§ RECORDS SHOWN:
= = = =

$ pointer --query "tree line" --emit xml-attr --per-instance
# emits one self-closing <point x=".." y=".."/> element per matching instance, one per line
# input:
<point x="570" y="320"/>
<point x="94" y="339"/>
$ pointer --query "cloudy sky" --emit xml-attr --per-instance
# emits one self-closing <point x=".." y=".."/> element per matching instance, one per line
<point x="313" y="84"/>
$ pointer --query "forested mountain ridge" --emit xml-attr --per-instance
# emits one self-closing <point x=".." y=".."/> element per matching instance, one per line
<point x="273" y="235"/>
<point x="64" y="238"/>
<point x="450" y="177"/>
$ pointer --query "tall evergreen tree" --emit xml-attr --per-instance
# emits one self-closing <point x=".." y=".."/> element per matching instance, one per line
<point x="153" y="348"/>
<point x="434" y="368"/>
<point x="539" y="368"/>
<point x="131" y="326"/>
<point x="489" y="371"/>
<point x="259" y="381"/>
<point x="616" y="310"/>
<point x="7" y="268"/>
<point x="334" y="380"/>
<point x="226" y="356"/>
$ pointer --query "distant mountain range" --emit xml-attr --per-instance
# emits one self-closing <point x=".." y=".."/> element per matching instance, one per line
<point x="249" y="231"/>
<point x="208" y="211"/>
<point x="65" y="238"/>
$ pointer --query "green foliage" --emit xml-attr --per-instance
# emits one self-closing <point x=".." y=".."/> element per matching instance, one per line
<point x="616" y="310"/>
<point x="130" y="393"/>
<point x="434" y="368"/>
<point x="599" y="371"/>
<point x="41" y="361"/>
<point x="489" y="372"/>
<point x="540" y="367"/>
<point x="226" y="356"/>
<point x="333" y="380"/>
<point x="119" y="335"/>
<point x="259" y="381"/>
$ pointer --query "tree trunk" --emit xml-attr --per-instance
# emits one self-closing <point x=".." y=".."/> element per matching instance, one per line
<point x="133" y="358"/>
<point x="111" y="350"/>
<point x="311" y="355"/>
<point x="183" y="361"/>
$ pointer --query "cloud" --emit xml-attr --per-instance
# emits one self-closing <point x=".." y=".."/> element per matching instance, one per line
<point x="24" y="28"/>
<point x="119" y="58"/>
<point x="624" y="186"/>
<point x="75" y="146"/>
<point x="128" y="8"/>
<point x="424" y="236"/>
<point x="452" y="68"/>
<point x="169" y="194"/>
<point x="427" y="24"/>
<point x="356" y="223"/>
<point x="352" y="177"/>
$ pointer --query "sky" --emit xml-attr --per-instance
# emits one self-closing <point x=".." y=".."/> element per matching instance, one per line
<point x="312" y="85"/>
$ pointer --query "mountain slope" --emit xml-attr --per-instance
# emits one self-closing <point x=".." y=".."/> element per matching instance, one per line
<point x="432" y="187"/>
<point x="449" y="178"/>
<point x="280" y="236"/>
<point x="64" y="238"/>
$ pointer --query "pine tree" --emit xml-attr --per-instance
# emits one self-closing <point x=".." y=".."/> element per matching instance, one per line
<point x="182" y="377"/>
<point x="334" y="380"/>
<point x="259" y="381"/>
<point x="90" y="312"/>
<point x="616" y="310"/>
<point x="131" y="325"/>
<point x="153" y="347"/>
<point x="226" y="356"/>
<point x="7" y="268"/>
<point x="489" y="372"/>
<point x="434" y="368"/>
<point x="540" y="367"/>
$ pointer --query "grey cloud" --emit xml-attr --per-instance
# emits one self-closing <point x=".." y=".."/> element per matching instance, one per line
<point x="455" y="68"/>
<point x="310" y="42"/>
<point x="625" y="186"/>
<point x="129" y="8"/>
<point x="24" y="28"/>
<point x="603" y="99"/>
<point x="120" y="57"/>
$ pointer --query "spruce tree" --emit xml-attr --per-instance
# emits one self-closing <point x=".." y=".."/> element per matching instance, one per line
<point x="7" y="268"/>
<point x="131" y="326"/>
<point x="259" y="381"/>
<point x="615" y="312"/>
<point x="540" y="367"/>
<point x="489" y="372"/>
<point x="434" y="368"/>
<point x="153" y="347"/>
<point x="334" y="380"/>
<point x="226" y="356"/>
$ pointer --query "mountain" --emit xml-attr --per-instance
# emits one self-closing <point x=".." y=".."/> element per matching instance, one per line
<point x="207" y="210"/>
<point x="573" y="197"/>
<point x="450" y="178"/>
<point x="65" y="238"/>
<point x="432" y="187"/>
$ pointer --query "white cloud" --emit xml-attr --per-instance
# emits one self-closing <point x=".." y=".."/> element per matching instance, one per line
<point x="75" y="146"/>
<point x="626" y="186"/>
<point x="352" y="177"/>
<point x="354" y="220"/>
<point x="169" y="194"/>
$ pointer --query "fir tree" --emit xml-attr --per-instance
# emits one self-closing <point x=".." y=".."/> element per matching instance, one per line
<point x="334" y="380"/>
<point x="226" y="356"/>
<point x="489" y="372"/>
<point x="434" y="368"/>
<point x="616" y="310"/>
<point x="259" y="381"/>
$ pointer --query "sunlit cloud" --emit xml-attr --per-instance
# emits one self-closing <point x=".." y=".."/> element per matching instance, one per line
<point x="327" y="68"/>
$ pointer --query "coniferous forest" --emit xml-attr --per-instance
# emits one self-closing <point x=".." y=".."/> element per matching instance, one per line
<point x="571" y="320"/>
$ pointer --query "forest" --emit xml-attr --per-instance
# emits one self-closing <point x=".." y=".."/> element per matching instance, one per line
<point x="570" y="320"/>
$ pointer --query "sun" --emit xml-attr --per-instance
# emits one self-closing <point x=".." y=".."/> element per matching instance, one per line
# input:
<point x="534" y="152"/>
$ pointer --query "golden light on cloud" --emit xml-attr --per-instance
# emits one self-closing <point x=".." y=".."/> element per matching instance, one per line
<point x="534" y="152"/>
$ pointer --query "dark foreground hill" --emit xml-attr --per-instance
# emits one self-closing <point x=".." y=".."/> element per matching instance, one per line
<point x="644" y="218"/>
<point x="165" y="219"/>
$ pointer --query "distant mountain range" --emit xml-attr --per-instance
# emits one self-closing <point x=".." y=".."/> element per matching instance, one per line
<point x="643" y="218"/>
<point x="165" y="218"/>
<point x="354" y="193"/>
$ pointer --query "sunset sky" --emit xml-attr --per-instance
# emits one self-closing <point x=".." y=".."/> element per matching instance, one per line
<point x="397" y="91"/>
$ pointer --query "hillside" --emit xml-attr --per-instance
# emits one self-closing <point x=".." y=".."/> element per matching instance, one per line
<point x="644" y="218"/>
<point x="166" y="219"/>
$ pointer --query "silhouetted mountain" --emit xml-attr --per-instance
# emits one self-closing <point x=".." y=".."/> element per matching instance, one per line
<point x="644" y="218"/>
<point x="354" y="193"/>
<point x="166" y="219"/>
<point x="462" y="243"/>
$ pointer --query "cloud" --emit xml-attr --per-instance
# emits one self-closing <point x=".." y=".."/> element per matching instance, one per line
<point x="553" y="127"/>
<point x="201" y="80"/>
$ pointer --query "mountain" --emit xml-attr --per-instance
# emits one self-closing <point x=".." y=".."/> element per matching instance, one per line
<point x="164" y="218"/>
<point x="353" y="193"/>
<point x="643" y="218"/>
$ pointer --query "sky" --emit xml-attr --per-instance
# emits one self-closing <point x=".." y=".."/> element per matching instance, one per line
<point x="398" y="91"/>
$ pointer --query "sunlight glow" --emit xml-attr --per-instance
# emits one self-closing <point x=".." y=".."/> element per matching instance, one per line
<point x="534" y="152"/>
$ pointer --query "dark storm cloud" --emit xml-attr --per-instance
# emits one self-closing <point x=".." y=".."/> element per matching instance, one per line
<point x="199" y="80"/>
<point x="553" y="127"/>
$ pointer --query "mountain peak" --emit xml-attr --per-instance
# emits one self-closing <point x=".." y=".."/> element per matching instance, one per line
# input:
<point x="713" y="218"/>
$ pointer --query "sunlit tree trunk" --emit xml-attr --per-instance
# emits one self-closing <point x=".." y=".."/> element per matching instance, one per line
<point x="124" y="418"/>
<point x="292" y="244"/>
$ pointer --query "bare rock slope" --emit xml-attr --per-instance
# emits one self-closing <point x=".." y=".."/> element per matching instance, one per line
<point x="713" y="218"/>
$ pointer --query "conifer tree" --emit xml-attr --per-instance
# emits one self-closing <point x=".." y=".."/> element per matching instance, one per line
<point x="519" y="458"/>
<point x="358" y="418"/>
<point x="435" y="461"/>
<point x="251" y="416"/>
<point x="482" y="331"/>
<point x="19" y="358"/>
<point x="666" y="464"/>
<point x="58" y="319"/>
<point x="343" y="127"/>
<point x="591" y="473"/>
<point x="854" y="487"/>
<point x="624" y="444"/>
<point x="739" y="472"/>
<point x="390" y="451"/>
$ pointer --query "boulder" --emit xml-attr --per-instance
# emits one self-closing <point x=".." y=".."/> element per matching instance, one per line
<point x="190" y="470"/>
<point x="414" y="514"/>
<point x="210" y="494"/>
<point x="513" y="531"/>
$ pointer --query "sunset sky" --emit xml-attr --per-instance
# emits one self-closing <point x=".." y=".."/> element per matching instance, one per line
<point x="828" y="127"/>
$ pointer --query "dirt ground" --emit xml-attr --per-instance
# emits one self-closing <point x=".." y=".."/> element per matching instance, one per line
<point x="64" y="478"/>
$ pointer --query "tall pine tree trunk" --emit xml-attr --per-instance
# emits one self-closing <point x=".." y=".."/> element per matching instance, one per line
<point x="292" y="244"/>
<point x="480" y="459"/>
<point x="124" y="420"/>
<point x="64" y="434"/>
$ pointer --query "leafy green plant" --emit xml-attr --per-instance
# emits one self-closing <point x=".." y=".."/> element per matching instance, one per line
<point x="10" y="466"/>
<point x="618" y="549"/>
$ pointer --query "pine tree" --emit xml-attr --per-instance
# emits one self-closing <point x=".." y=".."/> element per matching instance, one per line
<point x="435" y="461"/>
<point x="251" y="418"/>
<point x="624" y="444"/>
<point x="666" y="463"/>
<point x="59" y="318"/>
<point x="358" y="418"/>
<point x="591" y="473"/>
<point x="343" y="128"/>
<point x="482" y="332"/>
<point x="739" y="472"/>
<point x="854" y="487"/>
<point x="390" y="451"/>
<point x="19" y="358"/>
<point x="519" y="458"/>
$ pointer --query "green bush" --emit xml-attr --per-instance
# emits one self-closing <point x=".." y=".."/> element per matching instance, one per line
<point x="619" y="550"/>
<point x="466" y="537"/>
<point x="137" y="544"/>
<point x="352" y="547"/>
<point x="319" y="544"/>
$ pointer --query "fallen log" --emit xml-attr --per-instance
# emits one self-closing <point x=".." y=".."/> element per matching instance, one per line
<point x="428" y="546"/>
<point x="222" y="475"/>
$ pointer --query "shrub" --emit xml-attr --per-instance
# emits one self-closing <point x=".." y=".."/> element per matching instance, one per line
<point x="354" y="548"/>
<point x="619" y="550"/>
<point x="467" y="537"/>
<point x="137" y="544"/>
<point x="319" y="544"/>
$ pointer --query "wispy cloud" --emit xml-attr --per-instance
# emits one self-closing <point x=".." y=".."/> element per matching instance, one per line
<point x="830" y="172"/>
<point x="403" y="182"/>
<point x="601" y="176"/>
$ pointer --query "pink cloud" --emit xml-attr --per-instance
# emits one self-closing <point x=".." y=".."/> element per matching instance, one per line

= = = =

§ SET EXERCISE:
Show every row of the records containing the word "tall".

§ TASK OUTPUT:
$ pointer --query "tall evergreen tree" --emit xml-attr --per-instance
$ pointer --query "tall pine tree trunk" --emit xml-attr --per-instance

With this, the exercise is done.